__Available records__:
::::
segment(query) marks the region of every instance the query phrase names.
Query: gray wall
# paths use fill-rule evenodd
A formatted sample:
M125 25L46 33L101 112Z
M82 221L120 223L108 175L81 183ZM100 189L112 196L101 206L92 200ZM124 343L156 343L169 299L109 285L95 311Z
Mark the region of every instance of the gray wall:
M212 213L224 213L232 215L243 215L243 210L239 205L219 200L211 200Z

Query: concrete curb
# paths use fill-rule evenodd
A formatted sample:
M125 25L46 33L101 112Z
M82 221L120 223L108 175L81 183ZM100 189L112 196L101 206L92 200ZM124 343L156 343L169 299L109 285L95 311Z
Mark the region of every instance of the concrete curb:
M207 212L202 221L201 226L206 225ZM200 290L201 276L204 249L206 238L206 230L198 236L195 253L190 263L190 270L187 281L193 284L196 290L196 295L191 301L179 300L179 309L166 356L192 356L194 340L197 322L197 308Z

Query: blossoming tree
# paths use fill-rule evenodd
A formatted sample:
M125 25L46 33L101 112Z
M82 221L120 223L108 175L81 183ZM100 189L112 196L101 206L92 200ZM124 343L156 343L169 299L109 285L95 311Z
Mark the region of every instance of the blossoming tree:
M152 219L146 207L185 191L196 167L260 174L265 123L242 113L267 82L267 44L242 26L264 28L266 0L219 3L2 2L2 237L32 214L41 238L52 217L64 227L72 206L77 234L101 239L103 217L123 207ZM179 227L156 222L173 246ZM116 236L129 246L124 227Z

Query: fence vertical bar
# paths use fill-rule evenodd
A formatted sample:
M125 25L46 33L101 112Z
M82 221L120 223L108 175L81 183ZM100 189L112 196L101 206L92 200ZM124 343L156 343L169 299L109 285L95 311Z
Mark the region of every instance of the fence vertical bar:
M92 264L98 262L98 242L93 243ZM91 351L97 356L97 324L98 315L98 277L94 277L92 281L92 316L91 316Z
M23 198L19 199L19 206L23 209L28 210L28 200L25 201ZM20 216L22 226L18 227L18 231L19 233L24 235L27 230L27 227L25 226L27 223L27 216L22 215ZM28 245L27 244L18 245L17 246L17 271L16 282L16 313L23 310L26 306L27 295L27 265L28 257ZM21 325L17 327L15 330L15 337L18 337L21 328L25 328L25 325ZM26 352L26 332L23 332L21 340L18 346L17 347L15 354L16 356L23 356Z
::::
__Goal of the exercise__: Format the listing above as a Markdown table with two columns, Row and Text. Number each nonblank line in order and leave out the blank lines.

__Reply to the exercise__:
| Row | Text |
|---|---|
| 1 | segment(query) marks the region of every instance the query phrase names. |
| 2 | Query: gray wall |
| 3 | # paths use fill-rule evenodd |
| 4 | A formatted sample: |
| 5 | M125 25L46 33L101 112Z |
| 6 | M82 221L120 223L108 175L81 183ZM100 189L112 196L101 206L92 200ZM124 343L156 343L169 299L109 285L95 311Z |
| 7 | Mark the region of every instance of the gray wall: |
| 8 | M212 213L224 213L232 215L243 215L243 210L239 205L219 200L211 200Z |
| 9 | Query: concrete curb |
| 10 | # paths use fill-rule evenodd |
| 11 | A formatted sample: |
| 12 | M125 25L46 33L101 112Z |
| 13 | M82 221L120 223L108 175L81 183ZM100 189L112 196L101 206L92 200ZM124 343L156 343L169 299L109 285L95 311Z |
| 14 | Mark the region of every instance of the concrete curb: |
| 15 | M207 212L202 221L201 226L206 225ZM200 290L201 276L204 249L206 238L206 230L198 236L195 253L190 263L190 270L187 281L193 284L196 290L196 295L191 301L179 300L179 309L166 356L192 356L194 340L197 322L197 308Z |
| 16 | Query: blossoming tree |
| 17 | # paths use fill-rule evenodd |
| 18 | A formatted sample: |
| 19 | M125 25L46 33L101 112Z |
| 20 | M82 221L120 223L108 175L81 183ZM100 189L112 196L101 206L92 200ZM124 343L156 343L169 299L109 285L95 311Z |
| 21 | Mark the region of every instance of the blossoming tree: |
| 22 | M152 219L146 207L185 191L196 167L260 174L265 123L242 113L267 82L267 44L242 26L264 28L266 0L219 3L2 2L2 237L32 214L41 238L52 217L64 227L72 206L77 234L101 239L103 217L123 207ZM179 227L156 222L173 246ZM116 236L129 246L124 227Z |
| 23 | Query: fence vertical bar |
| 24 | # paths use fill-rule evenodd |
| 25 | A formatted sample: |
| 26 | M125 25L46 33L101 112Z |
| 27 | M82 221L120 223L108 175L81 183ZM100 189L112 196L101 206L92 200ZM124 343L156 343L169 299L109 285L95 311Z |
| 28 | Mark the region of every instance of the fence vertical bar: |
| 29 | M92 264L98 262L98 242L93 243ZM91 351L97 356L97 324L98 315L98 277L94 277L92 281L92 316L91 316Z |
| 30 | M23 198L19 199L19 206L23 209L28 210L28 200L25 201ZM20 216L22 226L18 227L18 231L19 233L24 235L27 230L27 227L25 226L27 223L27 216L22 215ZM28 245L27 244L18 245L17 246L17 271L16 282L16 313L23 310L26 306L27 295L27 265L28 257ZM21 325L17 327L15 330L15 337L18 337L21 328L25 328L25 325ZM26 352L26 332L23 332L21 340L18 346L17 347L15 354L16 356L23 356Z |